-- What you have to do --
Find every line in the records below that contains the word "lamp", and copy each one.

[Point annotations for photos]
(begin)

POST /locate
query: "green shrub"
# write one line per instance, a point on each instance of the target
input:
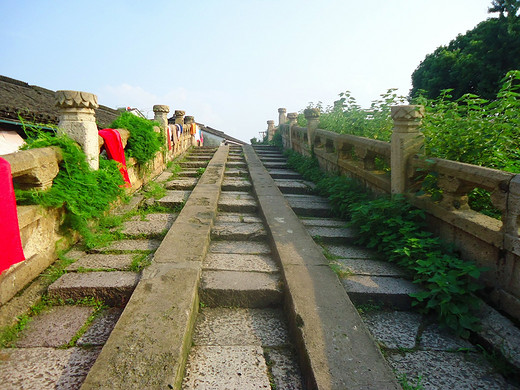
(144, 142)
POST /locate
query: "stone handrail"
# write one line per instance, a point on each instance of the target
(490, 242)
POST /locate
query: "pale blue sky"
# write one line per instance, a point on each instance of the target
(230, 63)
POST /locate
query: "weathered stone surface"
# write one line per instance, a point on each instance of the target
(284, 369)
(142, 245)
(102, 261)
(239, 262)
(185, 183)
(55, 327)
(351, 252)
(236, 184)
(228, 367)
(393, 329)
(241, 247)
(238, 231)
(173, 198)
(237, 202)
(436, 339)
(45, 368)
(309, 205)
(243, 289)
(114, 288)
(101, 327)
(446, 370)
(393, 292)
(223, 326)
(154, 225)
(238, 218)
(369, 267)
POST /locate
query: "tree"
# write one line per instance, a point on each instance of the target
(474, 62)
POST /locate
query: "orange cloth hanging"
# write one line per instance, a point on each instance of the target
(10, 241)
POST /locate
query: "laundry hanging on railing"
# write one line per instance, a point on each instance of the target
(115, 151)
(10, 242)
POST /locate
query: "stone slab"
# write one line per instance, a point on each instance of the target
(173, 198)
(114, 288)
(240, 289)
(238, 218)
(239, 262)
(45, 368)
(393, 329)
(184, 184)
(226, 368)
(100, 329)
(351, 252)
(238, 231)
(369, 267)
(236, 326)
(284, 369)
(154, 225)
(240, 247)
(55, 327)
(99, 261)
(448, 370)
(131, 245)
(390, 291)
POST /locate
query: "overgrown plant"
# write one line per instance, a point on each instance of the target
(144, 142)
(397, 229)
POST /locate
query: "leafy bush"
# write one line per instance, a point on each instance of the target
(144, 142)
(397, 229)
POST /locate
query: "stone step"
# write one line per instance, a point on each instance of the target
(153, 225)
(284, 174)
(113, 288)
(309, 205)
(173, 198)
(240, 289)
(238, 202)
(236, 184)
(184, 183)
(300, 187)
(194, 164)
(238, 231)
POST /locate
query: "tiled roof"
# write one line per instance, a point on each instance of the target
(37, 104)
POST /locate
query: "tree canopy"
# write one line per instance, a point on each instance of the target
(474, 62)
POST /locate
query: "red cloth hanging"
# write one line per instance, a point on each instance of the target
(115, 151)
(11, 244)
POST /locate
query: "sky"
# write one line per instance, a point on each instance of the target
(229, 63)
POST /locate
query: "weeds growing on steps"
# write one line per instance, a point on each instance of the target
(398, 230)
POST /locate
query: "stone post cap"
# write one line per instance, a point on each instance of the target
(75, 99)
(407, 118)
(161, 108)
(311, 113)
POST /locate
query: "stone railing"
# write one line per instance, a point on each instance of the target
(37, 168)
(398, 167)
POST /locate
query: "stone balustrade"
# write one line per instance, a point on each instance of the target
(397, 167)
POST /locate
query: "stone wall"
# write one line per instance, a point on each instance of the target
(491, 243)
(36, 168)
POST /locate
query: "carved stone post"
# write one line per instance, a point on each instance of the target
(78, 121)
(313, 119)
(407, 140)
(282, 118)
(293, 118)
(270, 130)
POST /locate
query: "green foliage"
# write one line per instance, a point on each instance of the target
(474, 62)
(85, 194)
(398, 230)
(144, 142)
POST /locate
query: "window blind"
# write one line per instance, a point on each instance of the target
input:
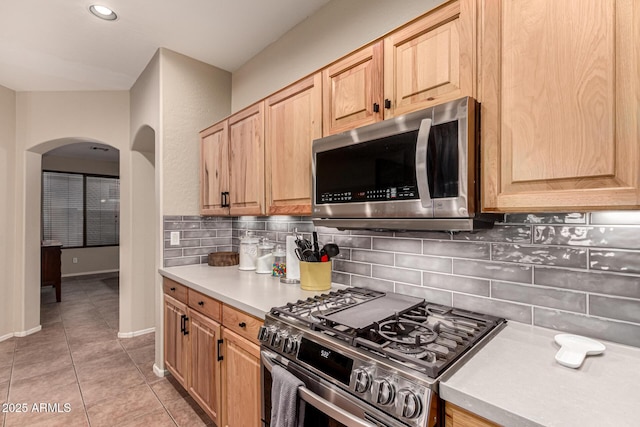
(80, 210)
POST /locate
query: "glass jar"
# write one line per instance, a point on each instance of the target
(248, 252)
(264, 262)
(279, 268)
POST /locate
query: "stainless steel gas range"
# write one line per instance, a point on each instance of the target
(369, 358)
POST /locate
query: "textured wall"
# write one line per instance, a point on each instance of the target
(572, 272)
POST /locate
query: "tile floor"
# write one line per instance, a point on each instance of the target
(78, 363)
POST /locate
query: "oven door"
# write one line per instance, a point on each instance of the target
(326, 404)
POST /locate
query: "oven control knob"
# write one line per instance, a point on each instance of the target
(362, 380)
(263, 334)
(409, 404)
(290, 345)
(383, 391)
(276, 339)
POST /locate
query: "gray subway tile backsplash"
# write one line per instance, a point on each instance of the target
(540, 254)
(572, 272)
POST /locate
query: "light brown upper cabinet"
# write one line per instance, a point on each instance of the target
(431, 60)
(232, 165)
(214, 169)
(294, 120)
(246, 150)
(352, 90)
(559, 86)
(428, 61)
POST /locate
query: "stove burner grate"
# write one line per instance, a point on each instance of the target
(406, 332)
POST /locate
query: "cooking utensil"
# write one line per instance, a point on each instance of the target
(316, 248)
(331, 250)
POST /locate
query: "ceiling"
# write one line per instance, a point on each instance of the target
(87, 150)
(58, 45)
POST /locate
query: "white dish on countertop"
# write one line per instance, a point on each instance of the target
(574, 348)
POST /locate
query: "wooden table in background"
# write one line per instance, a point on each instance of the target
(51, 266)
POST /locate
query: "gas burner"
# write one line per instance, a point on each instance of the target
(413, 351)
(322, 308)
(406, 332)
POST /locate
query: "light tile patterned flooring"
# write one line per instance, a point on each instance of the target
(78, 360)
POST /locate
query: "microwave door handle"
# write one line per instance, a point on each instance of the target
(422, 146)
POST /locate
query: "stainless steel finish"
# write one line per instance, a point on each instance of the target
(374, 367)
(422, 146)
(383, 391)
(329, 399)
(454, 213)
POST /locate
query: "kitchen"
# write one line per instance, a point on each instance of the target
(579, 243)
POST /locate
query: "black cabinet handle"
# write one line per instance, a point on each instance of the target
(224, 199)
(219, 352)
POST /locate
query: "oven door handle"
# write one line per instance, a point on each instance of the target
(323, 405)
(422, 146)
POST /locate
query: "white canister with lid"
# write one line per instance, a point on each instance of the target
(248, 252)
(264, 262)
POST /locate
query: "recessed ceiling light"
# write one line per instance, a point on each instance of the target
(103, 12)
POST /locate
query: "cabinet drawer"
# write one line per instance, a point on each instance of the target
(241, 323)
(175, 290)
(205, 305)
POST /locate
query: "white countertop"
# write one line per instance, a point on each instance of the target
(245, 290)
(515, 381)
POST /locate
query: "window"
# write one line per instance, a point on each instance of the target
(80, 210)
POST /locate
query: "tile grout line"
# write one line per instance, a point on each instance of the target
(84, 405)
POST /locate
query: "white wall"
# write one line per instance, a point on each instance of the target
(47, 120)
(194, 96)
(338, 28)
(173, 99)
(7, 195)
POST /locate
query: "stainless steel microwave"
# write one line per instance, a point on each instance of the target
(418, 171)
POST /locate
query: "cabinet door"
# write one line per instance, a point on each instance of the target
(351, 88)
(175, 342)
(458, 417)
(204, 370)
(214, 169)
(246, 142)
(294, 120)
(241, 381)
(559, 90)
(432, 59)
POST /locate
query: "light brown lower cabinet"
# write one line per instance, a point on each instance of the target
(204, 369)
(212, 352)
(241, 381)
(458, 417)
(191, 354)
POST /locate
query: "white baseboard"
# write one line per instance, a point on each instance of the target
(159, 372)
(29, 332)
(135, 333)
(6, 337)
(90, 273)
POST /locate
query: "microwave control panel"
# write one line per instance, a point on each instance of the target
(378, 195)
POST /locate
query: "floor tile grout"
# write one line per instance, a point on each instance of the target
(81, 305)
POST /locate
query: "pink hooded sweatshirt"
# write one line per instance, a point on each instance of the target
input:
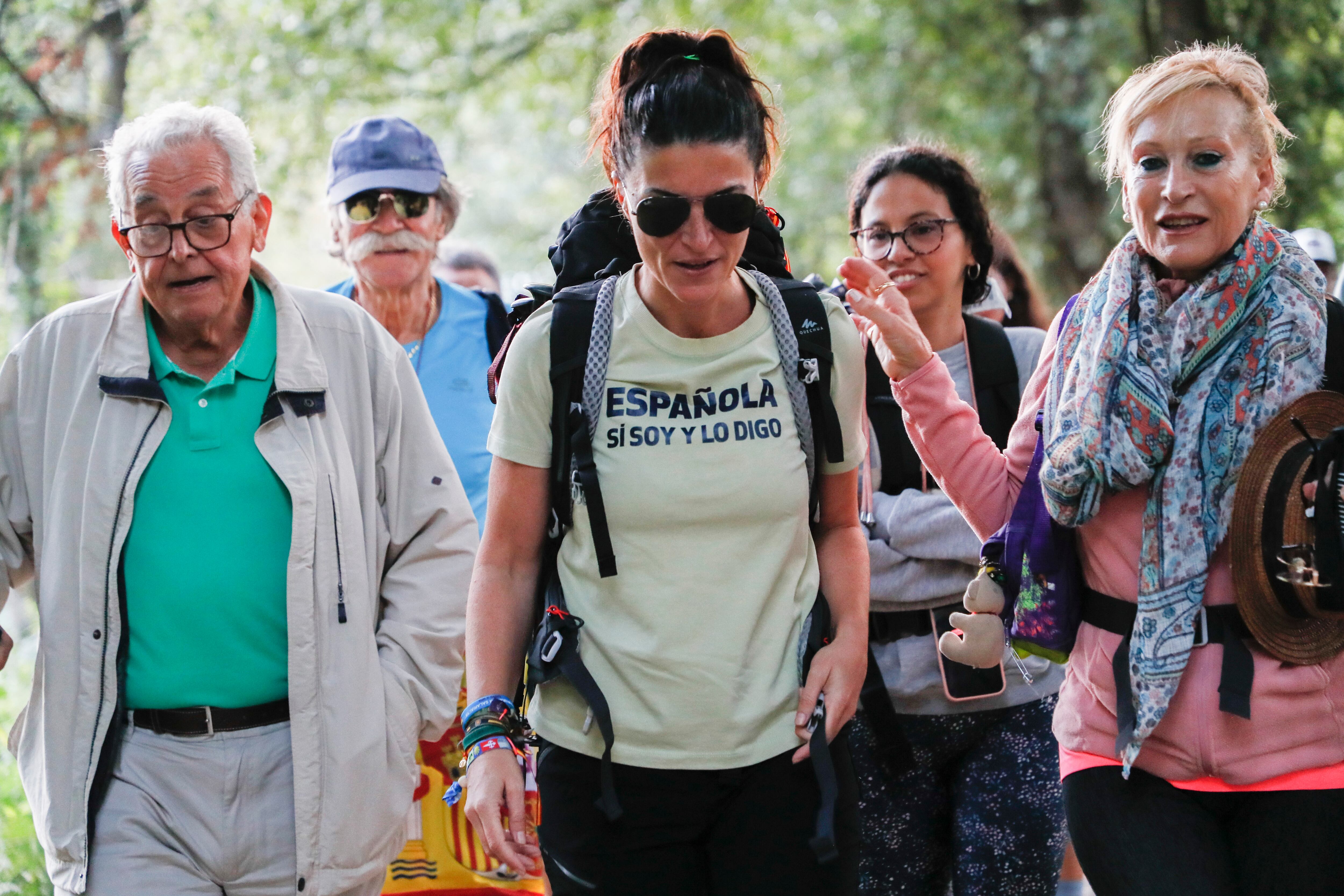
(1297, 712)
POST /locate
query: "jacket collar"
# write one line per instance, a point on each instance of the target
(299, 366)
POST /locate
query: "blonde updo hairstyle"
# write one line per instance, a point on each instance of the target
(1201, 66)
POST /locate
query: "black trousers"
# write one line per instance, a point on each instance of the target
(694, 833)
(1144, 836)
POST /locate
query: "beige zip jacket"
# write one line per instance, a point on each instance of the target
(381, 523)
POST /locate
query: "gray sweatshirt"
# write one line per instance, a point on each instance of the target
(923, 554)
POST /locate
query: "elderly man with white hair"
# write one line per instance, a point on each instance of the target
(251, 546)
(390, 204)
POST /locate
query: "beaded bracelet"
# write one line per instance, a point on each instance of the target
(492, 715)
(455, 793)
(495, 704)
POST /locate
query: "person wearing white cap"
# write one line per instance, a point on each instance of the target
(1320, 246)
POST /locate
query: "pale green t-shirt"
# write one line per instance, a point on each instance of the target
(694, 641)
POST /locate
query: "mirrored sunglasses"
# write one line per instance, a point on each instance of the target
(363, 206)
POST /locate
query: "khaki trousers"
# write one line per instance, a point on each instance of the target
(202, 816)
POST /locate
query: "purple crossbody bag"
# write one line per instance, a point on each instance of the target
(1038, 559)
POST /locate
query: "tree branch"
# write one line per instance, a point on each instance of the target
(34, 89)
(18, 73)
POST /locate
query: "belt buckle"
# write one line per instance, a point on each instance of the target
(1202, 627)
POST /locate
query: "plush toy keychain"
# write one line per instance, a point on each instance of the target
(982, 640)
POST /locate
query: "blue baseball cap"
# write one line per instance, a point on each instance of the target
(382, 154)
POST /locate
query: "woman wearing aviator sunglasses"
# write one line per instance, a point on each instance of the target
(976, 797)
(694, 641)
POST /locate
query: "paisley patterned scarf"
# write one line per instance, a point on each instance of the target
(1171, 398)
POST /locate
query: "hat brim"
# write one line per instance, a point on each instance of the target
(416, 179)
(1277, 455)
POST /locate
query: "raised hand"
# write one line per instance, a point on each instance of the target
(886, 317)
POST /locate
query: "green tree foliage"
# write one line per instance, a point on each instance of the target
(1019, 87)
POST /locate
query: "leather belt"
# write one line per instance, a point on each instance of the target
(1213, 625)
(208, 720)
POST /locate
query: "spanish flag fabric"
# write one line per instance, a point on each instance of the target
(443, 856)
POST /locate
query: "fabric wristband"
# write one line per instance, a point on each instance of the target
(453, 794)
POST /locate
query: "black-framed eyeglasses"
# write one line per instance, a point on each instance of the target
(202, 234)
(923, 237)
(363, 206)
(663, 216)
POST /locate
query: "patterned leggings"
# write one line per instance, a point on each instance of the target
(982, 809)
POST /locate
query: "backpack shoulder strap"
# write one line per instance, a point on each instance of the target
(496, 320)
(523, 308)
(808, 316)
(1334, 347)
(994, 370)
(572, 328)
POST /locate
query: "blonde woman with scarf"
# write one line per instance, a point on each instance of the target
(1205, 322)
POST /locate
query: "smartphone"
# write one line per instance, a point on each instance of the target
(959, 680)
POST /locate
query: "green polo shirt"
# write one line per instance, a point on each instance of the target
(209, 545)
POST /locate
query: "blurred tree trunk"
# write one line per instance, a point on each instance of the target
(1185, 22)
(1061, 64)
(45, 66)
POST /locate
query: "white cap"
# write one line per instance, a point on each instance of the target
(1316, 244)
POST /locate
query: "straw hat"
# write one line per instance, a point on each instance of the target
(1269, 514)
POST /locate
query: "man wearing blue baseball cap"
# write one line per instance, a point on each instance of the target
(390, 204)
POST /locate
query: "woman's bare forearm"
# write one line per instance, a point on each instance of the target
(499, 606)
(843, 555)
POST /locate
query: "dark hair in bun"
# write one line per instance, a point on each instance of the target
(677, 88)
(947, 174)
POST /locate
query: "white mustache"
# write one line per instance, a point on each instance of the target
(371, 242)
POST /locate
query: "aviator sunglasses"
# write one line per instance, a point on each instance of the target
(663, 216)
(363, 206)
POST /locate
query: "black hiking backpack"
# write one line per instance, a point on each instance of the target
(595, 245)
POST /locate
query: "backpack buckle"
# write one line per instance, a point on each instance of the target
(810, 370)
(1201, 628)
(552, 647)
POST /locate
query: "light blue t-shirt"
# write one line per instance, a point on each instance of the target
(451, 366)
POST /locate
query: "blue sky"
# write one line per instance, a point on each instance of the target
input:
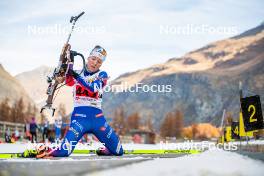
(133, 32)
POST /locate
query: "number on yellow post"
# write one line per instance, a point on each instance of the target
(252, 119)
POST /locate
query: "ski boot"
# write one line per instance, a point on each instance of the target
(43, 151)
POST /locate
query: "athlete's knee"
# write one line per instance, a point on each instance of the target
(119, 150)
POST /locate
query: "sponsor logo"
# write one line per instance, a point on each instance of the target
(118, 147)
(79, 115)
(76, 133)
(102, 129)
(109, 133)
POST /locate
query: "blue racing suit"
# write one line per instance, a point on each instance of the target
(87, 116)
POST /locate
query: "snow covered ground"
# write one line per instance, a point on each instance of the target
(212, 162)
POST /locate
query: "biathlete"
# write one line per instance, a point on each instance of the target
(87, 115)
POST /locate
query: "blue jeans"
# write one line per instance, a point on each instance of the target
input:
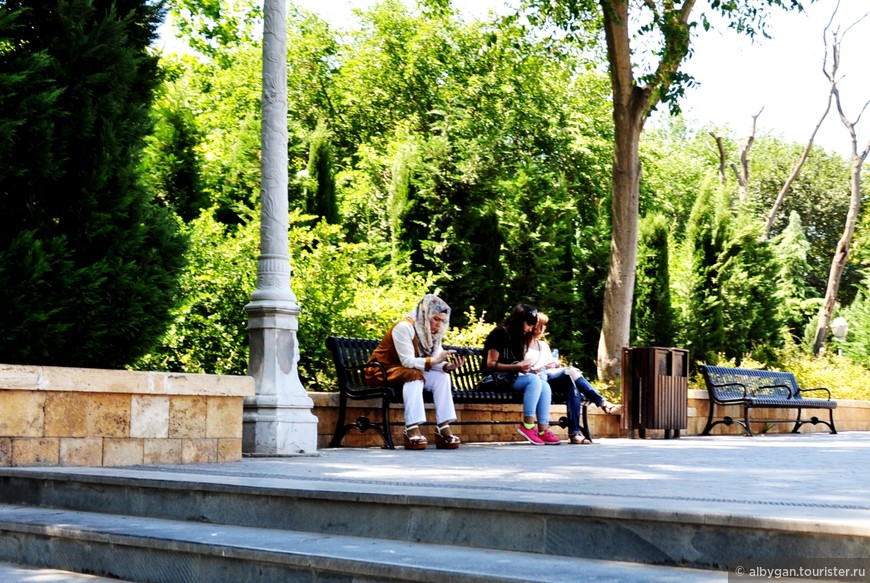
(580, 389)
(536, 397)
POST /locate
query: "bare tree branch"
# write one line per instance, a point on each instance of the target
(841, 254)
(720, 145)
(793, 174)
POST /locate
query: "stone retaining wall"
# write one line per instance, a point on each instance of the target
(93, 417)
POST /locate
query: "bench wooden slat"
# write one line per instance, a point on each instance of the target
(761, 389)
(350, 356)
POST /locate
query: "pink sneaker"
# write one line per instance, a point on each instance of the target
(530, 434)
(548, 438)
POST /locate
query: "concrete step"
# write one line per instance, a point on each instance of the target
(704, 534)
(172, 551)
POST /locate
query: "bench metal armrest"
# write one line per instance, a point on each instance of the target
(372, 364)
(827, 390)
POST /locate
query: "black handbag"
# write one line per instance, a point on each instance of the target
(497, 381)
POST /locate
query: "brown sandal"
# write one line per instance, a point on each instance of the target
(611, 409)
(578, 439)
(443, 441)
(414, 441)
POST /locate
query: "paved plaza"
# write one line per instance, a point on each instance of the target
(814, 482)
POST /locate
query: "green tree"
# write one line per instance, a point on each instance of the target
(800, 301)
(653, 315)
(88, 264)
(665, 28)
(699, 286)
(171, 165)
(321, 169)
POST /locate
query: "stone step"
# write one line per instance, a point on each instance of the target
(136, 548)
(702, 534)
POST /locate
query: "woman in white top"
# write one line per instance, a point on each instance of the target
(410, 357)
(542, 362)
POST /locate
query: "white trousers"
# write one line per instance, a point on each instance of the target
(439, 383)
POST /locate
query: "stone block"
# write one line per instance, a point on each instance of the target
(229, 450)
(19, 377)
(208, 385)
(21, 413)
(35, 451)
(5, 451)
(198, 451)
(93, 380)
(108, 415)
(162, 451)
(187, 417)
(123, 452)
(66, 415)
(81, 451)
(149, 416)
(224, 417)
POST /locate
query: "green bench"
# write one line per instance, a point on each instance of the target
(762, 389)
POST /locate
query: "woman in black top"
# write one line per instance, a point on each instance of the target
(504, 349)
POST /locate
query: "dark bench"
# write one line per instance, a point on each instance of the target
(351, 356)
(761, 389)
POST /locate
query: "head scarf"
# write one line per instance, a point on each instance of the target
(430, 306)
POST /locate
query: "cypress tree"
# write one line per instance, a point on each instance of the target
(88, 264)
(653, 316)
(321, 168)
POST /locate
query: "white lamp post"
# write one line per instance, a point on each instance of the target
(278, 419)
(839, 328)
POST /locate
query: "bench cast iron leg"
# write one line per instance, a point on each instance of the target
(340, 428)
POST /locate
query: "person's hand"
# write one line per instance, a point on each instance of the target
(454, 364)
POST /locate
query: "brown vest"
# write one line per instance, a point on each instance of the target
(386, 354)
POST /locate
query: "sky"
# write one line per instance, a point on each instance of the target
(737, 78)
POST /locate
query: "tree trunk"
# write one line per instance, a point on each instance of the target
(795, 171)
(842, 252)
(629, 112)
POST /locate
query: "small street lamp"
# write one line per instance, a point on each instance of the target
(839, 328)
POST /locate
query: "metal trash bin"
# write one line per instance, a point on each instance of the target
(655, 389)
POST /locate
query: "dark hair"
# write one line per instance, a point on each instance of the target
(521, 314)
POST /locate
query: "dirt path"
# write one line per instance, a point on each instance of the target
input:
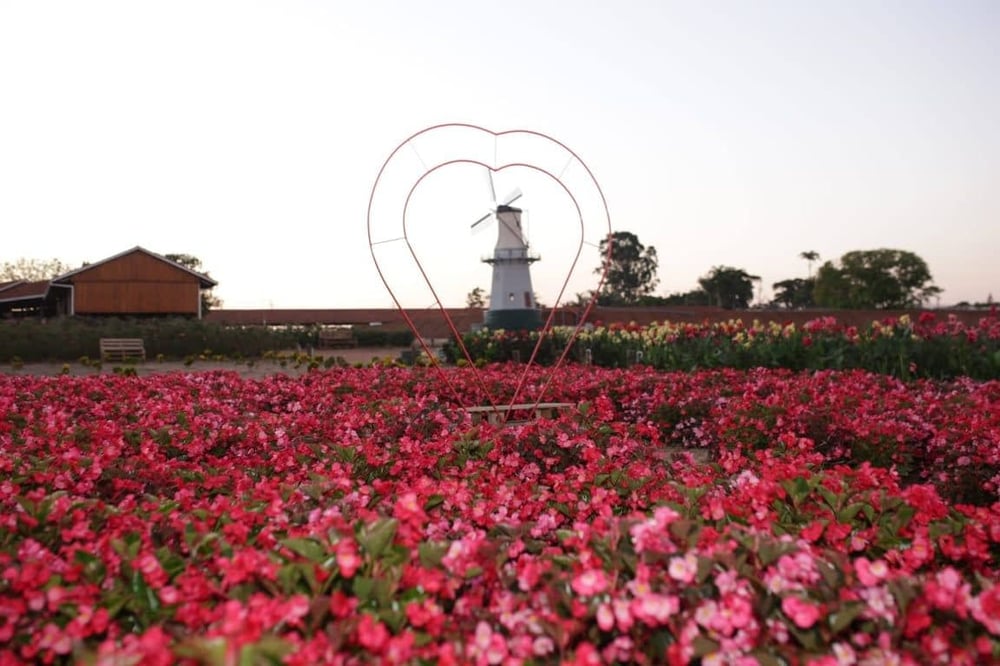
(258, 369)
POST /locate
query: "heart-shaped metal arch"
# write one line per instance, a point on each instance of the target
(547, 327)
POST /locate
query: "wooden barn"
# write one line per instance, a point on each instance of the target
(136, 282)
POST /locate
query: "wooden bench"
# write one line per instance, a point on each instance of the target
(337, 337)
(495, 415)
(122, 349)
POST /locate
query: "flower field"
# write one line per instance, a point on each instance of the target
(357, 516)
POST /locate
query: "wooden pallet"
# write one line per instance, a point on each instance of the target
(122, 349)
(497, 415)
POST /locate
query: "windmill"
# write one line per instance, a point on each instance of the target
(512, 300)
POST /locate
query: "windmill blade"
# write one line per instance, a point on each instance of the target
(488, 216)
(512, 197)
(493, 190)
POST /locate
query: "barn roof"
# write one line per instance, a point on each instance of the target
(22, 290)
(205, 281)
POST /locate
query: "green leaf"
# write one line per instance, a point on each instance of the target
(902, 592)
(833, 499)
(433, 501)
(848, 513)
(431, 553)
(843, 618)
(363, 588)
(375, 538)
(704, 646)
(208, 651)
(310, 549)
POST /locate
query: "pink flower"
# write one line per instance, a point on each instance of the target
(684, 569)
(986, 609)
(799, 611)
(348, 560)
(870, 572)
(590, 582)
(655, 609)
(605, 617)
(372, 634)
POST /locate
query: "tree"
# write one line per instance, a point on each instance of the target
(694, 297)
(729, 287)
(880, 279)
(476, 298)
(631, 269)
(208, 300)
(794, 293)
(810, 256)
(32, 270)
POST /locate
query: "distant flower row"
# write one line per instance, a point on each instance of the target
(358, 516)
(927, 347)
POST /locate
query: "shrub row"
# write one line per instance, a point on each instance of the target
(894, 346)
(68, 339)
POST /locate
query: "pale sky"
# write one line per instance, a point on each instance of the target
(741, 133)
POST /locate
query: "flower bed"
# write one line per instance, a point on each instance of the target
(355, 516)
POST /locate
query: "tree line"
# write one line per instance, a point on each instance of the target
(861, 279)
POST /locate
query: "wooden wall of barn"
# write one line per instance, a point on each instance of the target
(136, 284)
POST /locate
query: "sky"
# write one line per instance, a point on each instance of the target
(250, 134)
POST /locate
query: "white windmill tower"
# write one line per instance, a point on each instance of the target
(512, 300)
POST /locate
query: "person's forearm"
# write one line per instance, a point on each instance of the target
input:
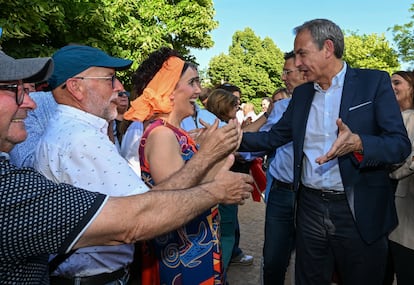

(end)

-- Worked solution --
query: "white lamp post"
query: "small street lamp"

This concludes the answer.